• [Given text]:

As a punishment, though, the Act makes much more sense. Placement on the registry means that an individual is aggressively stigmatized, has his physical freedom significantly restricted, must jump through numerous hoops to maintain his freedom, and is excluded from equal participation in many important aspects of life-all due solely to his conviction of a criminal offense, and with negligible support for the premise that any alternative civil purpose is being served. The word for such a policy is “punishment,” and clearly so. Whatever proper role punishments serve in our legal system, it is a categorical constitutional rule that they cannot be imposed retroactively, which Doe's was. Doe is therefore entitled to summary judgment as to Count I.
B. Count III: First Amendment
The court earlier dismissed some aspects of Count III, as originally pleaded, but it allowed others to proceed. Doe characterizes his remaining First Amendment claims as threefold:
First, the Act imposed a significant administrative burden on Doe to keep track of and report his online conduct. Second, [the Governor and Director] admitted that prior to his removal from the registry, they could monitor all of his online communications. Third, Doe was told at some point that he could not have social media accounts or use the internet at all.(Doc. No. 59 at 15 (citations omitted).) The third of those alleged violations is purely retrospective in nature, as Doe has not identified any basis for even suspecting that he will be subjected to a total internet ban in the future. Doe, however, has sought only declaratory and prospective relief in connection with Count III (Doc. No. 1 at 25)-which is all that he could 34 seek, given that he has sued the defendants in their official capacities, as contemplated by Ex parte Young, 209 U.S. 123 (1908). See Diaz v. Mich. Dep't of Corr., 703 F.3d 956, 964 (6th Cir. 2013) (“In order to fall within the Ex parte Young exception, a claim must seek prospective relief to end a continuing violation of federal law.”) (citation omitted). The court accordingly must focus on whether Doe's rights are violated by the lesser, but still significant, ongoing restrictions he would still be facing, were it not for this court's preliminary injunction.
The parties agree that the Act's internet-related restrictions are subject to what is typically referred to as “intermediate scrutiny.” (Doc. No. 59 at 15-16; Doc. No. 66 at 15.) In order to survive that level of scrutiny, a law “must be ‘narrowly tailored to serve a significant government interest[] and leave open ample alternative channels of communication.'” Ramsek v. Beshear, 989 F.3d 494, 498 (6th Cir. 2021) (quoting Perry Educ. Ass'n v. Perry Loc. Educators' Ass'n, 460 U.S. 37, 45 (1983)). The government's proffered significant government interest is “protecting the public from sexual offenders,” and, while Doe does not concede that his simply being a past offender establishes that he is someone from whom the public needs protection, he does not ultimately dispute that public safety is a sufficiently significant government interest to survive intermediate scrutiny, if all other requirements are met. (Doc. No. 66 at 15; see Doc. No. 59 at 16.) The only contested issues before the court are therefore whether the Act's restrictions are narrowly tailored to serve that interest, and whether they leave open ample alternative channels of communication.

• [Written request 1]: Rewrite the opinion between "As a punishment, though, the" and "to Count I.", inclusive, replacing "stigmatized" with "ostracized".
• [Written request 2]: In the opinion, what level of scrutiny do the parties agree applies to the Act's internet-related restrictions?
• [Written request 3]: Write the next part of the opinion, starting after its final sentence.
The listing after this opinion isn't needed.

• [Stored records]:

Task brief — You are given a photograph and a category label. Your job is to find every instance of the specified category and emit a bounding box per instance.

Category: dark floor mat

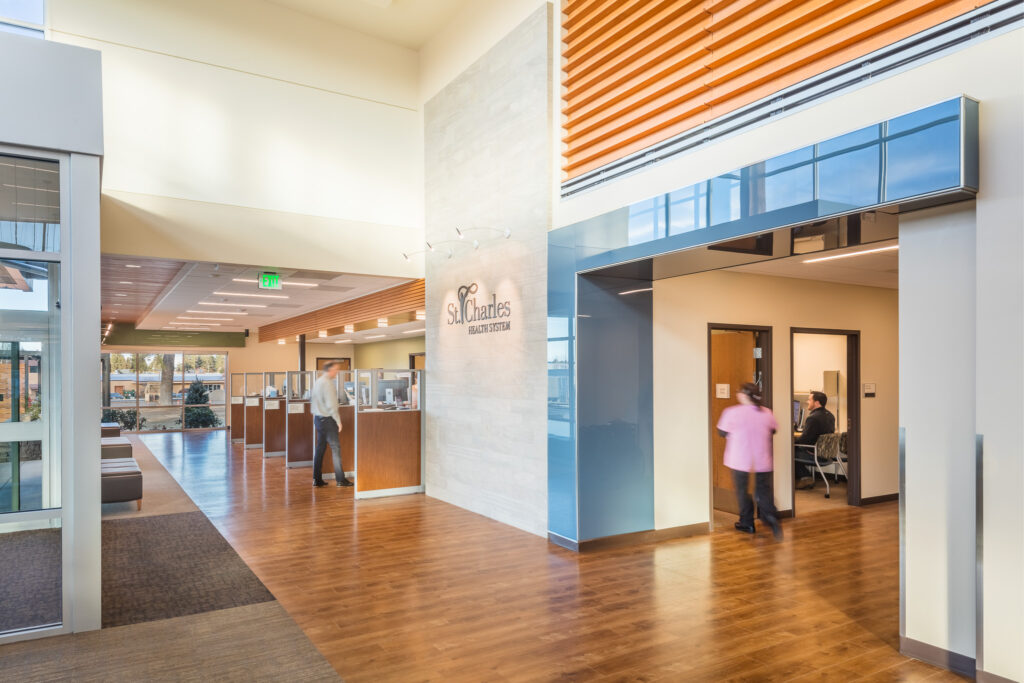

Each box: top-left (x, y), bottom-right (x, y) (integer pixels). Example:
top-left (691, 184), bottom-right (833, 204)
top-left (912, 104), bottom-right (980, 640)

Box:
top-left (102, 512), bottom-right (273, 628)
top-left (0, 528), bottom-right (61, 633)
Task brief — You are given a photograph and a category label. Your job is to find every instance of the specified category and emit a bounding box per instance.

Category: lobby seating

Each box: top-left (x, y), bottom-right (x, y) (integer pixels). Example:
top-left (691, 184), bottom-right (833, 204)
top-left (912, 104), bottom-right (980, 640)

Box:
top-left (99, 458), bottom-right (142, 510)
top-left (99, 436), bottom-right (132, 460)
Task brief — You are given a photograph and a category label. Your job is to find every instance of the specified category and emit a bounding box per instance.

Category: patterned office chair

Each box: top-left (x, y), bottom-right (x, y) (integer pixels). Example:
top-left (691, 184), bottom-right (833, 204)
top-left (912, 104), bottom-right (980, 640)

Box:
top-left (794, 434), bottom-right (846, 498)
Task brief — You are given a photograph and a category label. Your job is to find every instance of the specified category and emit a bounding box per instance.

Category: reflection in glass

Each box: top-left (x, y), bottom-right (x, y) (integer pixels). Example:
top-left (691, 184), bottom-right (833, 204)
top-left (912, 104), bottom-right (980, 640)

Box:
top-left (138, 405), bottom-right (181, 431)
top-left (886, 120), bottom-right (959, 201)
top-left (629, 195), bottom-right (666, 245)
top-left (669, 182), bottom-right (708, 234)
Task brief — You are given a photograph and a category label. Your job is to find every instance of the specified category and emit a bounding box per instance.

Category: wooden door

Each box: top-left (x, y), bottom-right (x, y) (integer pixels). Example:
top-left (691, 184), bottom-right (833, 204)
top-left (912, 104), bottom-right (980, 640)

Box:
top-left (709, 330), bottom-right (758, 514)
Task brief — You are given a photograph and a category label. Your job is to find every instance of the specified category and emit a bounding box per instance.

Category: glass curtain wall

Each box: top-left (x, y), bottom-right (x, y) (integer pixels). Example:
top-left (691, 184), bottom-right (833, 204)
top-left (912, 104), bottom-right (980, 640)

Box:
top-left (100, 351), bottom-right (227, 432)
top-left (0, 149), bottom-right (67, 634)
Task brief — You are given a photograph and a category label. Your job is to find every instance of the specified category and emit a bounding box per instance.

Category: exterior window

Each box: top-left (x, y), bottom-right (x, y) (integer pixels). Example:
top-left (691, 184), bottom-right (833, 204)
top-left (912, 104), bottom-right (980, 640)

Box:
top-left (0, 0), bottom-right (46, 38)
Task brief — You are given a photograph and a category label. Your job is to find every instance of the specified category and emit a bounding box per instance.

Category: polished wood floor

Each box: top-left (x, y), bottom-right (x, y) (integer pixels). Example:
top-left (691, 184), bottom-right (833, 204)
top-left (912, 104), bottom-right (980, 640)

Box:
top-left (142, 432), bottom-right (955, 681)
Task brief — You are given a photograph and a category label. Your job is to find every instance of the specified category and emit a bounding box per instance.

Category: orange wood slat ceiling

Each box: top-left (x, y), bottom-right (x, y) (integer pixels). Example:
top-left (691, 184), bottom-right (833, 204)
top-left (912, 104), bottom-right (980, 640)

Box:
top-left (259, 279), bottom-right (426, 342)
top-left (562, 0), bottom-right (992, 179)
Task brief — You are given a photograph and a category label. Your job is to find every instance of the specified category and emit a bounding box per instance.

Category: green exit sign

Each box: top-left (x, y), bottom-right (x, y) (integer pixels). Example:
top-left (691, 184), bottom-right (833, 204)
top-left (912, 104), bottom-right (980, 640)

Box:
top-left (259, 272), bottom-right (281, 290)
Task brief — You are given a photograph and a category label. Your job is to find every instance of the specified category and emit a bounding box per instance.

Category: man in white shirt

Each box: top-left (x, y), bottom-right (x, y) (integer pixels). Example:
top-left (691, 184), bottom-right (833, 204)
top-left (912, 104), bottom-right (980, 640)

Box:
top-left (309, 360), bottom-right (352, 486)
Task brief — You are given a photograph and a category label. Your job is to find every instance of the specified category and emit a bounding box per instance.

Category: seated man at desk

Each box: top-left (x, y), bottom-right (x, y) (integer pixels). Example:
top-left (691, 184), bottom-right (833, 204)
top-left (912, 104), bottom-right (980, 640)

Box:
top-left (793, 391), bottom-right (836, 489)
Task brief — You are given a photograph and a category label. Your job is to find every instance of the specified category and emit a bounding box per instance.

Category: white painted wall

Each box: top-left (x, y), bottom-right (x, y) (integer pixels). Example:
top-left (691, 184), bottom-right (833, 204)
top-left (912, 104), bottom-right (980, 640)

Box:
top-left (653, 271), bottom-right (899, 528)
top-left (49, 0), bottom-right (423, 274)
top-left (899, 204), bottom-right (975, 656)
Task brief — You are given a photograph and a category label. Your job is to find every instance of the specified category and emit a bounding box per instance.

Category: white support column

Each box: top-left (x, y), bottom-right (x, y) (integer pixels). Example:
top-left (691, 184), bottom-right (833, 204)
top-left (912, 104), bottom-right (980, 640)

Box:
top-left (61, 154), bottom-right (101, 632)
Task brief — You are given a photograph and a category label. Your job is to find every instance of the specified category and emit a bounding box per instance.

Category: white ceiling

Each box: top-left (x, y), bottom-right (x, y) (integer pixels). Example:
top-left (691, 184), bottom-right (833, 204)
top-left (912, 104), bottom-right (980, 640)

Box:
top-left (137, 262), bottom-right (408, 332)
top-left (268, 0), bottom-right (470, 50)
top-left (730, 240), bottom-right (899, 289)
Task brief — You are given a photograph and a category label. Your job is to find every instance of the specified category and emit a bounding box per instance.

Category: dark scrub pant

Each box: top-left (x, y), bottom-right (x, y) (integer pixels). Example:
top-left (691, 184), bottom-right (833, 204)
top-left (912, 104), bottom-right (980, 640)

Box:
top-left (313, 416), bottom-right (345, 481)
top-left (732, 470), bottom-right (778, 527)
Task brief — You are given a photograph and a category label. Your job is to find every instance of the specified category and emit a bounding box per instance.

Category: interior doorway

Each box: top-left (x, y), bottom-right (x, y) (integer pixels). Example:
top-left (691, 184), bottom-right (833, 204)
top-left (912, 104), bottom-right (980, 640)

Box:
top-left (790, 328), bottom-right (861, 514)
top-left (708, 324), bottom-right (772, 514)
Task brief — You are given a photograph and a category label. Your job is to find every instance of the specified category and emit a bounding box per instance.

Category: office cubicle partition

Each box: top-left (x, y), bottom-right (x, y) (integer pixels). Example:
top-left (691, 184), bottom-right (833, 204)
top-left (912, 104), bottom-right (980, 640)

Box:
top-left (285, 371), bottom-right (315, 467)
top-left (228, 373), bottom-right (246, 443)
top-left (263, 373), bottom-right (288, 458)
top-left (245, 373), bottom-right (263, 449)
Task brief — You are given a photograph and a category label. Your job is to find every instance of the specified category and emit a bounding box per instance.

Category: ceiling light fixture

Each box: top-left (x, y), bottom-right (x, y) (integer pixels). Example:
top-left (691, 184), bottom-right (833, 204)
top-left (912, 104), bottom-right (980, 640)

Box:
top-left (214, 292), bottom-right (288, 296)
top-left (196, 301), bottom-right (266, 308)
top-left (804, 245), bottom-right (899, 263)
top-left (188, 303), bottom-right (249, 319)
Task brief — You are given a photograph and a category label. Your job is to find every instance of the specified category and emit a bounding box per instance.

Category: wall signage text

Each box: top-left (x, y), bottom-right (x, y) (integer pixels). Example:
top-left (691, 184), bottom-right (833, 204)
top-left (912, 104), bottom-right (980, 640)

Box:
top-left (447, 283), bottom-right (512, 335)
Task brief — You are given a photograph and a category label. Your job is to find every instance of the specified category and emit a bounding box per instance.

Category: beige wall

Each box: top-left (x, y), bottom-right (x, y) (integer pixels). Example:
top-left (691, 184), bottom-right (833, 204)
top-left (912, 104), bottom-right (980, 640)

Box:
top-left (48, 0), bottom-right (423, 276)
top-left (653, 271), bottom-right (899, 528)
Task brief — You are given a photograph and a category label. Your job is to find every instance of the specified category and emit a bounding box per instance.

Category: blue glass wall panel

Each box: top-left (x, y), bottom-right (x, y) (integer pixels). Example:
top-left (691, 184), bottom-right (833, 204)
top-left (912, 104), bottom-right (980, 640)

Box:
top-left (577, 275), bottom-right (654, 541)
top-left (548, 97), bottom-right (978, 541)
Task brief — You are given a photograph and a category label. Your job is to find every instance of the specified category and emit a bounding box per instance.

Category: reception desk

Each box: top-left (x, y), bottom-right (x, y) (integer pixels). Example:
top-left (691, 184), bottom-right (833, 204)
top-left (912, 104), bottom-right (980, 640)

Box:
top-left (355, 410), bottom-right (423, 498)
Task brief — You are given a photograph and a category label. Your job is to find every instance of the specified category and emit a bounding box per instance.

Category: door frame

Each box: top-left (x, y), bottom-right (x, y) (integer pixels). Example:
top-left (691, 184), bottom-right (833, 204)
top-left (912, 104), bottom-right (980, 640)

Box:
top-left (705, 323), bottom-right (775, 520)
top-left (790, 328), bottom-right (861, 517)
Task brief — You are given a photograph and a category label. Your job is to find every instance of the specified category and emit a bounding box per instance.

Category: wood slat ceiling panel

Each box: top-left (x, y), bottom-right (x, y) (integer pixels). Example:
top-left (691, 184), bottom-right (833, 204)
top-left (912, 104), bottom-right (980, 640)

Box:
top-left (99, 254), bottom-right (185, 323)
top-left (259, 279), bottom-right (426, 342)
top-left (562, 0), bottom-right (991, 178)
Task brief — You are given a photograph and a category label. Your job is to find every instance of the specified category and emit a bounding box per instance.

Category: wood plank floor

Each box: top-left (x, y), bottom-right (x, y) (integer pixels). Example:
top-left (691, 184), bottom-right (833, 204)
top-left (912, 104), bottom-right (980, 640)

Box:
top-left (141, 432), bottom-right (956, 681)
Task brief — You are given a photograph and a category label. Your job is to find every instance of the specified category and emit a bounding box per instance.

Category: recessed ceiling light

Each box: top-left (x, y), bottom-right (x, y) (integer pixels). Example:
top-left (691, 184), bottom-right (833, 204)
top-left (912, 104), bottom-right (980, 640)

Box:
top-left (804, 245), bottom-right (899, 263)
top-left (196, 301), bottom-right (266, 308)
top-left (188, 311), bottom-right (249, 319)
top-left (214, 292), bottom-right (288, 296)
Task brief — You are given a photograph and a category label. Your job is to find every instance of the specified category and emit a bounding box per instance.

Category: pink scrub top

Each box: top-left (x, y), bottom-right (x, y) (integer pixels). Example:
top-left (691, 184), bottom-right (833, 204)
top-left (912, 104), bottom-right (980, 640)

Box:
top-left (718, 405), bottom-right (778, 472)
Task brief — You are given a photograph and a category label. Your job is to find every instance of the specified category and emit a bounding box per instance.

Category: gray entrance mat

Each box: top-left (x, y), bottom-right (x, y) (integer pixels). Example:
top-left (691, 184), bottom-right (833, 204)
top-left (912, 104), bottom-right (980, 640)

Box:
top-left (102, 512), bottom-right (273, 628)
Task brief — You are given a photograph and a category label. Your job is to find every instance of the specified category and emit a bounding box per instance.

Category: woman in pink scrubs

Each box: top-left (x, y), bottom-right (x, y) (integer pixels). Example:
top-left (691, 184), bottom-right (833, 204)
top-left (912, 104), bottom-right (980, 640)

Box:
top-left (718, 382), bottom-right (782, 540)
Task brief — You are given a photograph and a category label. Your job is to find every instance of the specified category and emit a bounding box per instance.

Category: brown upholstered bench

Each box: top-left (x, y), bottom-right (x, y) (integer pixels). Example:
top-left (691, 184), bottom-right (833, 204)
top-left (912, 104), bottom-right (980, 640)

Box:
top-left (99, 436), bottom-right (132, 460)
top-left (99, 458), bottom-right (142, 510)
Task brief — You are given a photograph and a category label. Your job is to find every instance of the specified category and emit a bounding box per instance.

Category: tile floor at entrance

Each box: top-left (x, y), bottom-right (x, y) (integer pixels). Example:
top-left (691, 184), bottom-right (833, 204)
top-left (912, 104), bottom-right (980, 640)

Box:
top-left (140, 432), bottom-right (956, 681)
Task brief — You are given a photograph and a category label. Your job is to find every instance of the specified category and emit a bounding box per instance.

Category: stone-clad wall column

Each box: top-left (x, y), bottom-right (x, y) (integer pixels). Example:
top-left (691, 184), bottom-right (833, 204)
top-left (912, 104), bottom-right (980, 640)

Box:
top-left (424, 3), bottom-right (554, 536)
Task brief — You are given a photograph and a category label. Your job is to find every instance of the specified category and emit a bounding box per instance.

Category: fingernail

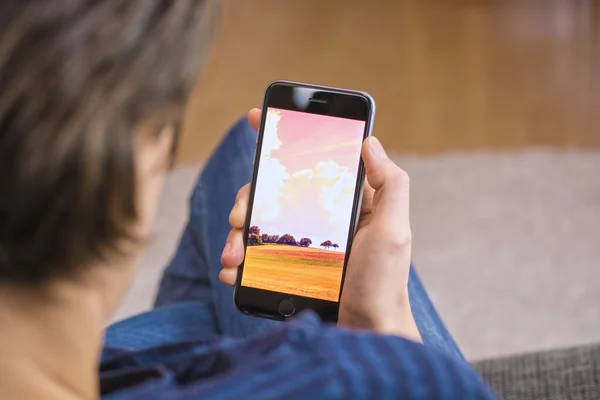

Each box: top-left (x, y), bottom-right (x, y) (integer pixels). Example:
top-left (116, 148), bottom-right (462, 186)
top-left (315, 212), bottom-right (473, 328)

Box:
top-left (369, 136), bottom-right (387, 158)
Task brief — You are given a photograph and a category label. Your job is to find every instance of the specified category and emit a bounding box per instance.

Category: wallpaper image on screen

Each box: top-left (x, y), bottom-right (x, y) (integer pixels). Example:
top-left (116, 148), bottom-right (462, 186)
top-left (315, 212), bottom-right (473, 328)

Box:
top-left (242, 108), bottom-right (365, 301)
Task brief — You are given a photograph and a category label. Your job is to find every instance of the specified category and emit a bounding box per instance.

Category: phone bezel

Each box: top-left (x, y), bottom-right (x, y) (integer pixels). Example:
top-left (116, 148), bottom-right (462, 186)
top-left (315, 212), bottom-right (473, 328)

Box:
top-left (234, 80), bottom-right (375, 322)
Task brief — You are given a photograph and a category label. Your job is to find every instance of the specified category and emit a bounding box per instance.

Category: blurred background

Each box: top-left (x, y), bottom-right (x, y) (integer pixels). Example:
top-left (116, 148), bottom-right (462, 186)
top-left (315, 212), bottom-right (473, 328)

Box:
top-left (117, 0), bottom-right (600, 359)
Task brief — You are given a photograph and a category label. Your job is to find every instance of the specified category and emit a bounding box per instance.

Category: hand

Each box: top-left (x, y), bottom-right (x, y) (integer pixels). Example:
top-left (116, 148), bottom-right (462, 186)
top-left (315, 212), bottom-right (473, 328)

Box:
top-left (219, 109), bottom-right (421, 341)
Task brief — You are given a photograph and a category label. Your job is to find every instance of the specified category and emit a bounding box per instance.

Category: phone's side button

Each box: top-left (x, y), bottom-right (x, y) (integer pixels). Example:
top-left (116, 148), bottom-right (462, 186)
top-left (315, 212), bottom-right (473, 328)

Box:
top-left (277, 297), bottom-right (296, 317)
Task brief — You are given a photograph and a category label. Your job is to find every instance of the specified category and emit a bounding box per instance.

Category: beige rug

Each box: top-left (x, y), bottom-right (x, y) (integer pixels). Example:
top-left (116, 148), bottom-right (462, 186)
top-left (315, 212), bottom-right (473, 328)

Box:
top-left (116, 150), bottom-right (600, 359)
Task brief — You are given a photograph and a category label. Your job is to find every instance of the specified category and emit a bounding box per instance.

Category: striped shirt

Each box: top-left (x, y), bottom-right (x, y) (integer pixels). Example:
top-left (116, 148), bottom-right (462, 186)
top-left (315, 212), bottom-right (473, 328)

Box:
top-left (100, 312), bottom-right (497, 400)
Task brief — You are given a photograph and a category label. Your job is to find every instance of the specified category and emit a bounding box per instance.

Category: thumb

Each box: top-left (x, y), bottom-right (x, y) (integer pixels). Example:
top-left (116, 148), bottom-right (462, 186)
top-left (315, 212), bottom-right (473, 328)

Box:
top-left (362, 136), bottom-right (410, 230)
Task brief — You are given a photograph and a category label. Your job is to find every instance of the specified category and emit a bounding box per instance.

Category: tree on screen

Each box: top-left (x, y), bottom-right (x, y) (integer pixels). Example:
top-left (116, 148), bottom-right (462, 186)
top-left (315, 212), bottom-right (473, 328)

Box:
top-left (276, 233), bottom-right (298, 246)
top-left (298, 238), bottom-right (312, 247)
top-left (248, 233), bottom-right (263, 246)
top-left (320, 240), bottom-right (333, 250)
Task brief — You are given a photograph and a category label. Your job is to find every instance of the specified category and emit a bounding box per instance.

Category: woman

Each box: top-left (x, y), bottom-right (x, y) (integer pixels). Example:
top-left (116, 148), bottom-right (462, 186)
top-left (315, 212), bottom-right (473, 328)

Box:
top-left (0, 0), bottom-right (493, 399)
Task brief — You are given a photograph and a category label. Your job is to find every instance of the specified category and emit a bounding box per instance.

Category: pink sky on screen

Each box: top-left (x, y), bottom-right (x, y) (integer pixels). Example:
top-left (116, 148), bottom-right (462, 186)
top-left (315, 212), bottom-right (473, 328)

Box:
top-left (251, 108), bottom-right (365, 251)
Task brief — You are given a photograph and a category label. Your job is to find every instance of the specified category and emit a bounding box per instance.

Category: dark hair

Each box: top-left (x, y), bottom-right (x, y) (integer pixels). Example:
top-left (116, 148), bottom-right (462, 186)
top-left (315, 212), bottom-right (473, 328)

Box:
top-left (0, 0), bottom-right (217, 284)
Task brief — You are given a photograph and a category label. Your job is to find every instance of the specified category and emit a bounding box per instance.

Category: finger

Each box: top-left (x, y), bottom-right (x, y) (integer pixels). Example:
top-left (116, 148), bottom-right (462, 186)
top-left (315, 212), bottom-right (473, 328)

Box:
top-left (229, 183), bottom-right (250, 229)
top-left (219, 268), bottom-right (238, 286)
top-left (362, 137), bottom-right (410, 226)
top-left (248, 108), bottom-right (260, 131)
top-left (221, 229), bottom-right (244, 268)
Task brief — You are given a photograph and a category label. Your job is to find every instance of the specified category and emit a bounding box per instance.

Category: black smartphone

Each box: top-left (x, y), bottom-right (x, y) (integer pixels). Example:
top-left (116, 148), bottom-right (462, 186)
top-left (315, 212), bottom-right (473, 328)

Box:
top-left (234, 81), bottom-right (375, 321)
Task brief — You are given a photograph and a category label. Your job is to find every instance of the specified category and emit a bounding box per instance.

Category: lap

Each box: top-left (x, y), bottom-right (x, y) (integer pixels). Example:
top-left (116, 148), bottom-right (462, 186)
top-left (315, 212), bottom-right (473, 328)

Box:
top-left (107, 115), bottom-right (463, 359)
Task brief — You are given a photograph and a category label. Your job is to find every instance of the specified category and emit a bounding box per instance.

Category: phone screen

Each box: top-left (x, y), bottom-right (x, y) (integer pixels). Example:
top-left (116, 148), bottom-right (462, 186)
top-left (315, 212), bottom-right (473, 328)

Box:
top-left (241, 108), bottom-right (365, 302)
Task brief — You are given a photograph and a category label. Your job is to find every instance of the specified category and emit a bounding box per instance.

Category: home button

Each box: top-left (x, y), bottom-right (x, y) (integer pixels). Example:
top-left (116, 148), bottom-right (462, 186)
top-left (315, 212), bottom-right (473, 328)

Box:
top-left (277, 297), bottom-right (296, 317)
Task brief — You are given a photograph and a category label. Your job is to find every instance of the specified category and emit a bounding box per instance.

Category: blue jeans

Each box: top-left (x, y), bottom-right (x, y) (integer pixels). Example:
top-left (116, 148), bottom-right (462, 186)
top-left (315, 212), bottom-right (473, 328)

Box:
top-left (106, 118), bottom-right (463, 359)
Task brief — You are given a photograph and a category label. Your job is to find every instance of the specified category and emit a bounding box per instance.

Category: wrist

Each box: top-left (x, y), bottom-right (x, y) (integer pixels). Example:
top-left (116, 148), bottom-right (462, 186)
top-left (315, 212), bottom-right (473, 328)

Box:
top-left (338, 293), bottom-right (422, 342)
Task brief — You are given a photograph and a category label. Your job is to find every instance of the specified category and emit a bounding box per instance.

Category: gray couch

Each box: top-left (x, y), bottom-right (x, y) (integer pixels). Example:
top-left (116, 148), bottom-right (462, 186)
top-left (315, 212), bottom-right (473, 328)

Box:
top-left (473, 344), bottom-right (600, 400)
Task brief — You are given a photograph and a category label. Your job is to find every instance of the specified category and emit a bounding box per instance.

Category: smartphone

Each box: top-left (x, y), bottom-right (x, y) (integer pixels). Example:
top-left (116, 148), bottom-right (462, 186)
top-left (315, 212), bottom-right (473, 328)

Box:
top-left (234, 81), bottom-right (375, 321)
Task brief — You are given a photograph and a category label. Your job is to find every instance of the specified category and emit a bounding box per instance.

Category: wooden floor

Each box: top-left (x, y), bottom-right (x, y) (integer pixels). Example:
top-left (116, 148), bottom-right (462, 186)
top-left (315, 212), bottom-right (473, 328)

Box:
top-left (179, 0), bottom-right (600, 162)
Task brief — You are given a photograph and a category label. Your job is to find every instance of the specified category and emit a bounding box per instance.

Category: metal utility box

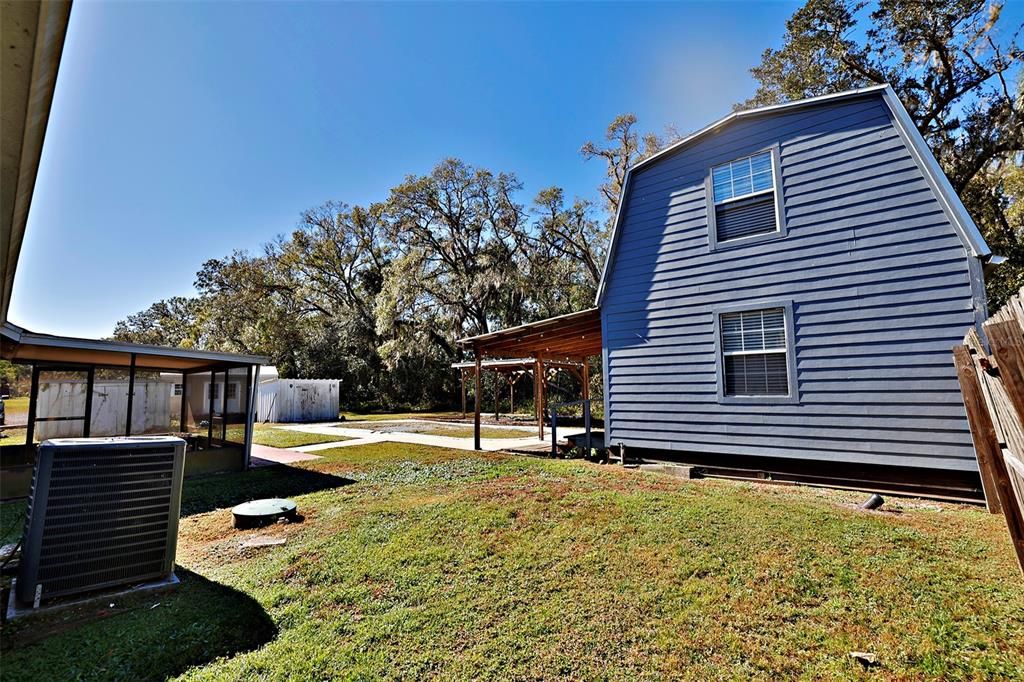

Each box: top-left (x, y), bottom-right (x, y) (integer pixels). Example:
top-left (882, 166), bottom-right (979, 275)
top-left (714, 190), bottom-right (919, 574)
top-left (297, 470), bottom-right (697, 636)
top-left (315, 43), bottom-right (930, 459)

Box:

• [Reply 1]:
As a punishment, though, the Act makes much more sense. Placement on the registry means that an individual is aggressively ostracized, has his physical freedom significantly restricted, must jump through numerous hoops to maintain his freedom, and is excluded from equal participation in many important aspects of life-all due solely to his conviction of a criminal offense, and with negligible support for the premise that any alternative civil purpose is being served. The word for such a policy is “punishment,” and clearly so. Whatever proper role punishments serve in our legal system, it is a categorical constitutional rule that they cannot be imposed retroactively, which Doe's was. Doe is therefore entitled to summary judgment as to Count I.

• [Reply 2]: Intermediate scrutiny.

• [Reply 3]:
One major challenge in considering these issues is that it may require a fairly significant factual record to understand the effect of any particular internet-related restriction at any given time. Both the internet itself and the way that people use it are constantly changing. Outright bans on accessing the internet at all may present a relatively straightforward case, but, for more 35 targeted or subtle restrictions, the extent of actual intrusion on free speech inherently depends on the nuts and bolts of what ordinary internet usage actually entails at any given moment. Without such evidence, the court can only rely on broad conjecture about the actual effects of a challenged restriction.
Because Doe is the plaintiff, and because the defendants have challenged the sufficiency of his case, it fell to Doe to ““make a showing sufficient to establish the existence of [the] essential element[s]' of [his] claim.” Pineda v. Hamilton Cnty., Ohio, 977 F.3d 483, 491 (6th Cir. 2020) (quoting Viet v. Le, 951 F.3d 818, 823 (6th Cir. 2020)) He has failed to do so. First, he has not presented evidence that would permit the court to conclude that the restrictions and disclosure requirements infringed on his speech in any way other than the straightforward, but relatively limited, intrusions obvious from the face of the Act. Nor has Doe presented evidence- for example, from an expert in social or internet usage patterns-placing those restrictions in a context that would allow a reasonable finder of fact to extrapolate any particular downstream effects. Such expert testimony might be unnecessary if Doe himself could explain the significance of the restrictions imposed, but he has also failed to produce evidence that the Act's internet-related provisions are being used in any particularly problematic way against him or are preventing him from engaging in any particular type of speech that he wishes to pursue. At most, he has simply demonstrated that his own internet usage was hampered by some combination of the Act and his parole, but the most substantial of those effects appear to have been attributable to parole-based restrictions that Tennessee has since abandoned and that cannot be directly attributed to the Act.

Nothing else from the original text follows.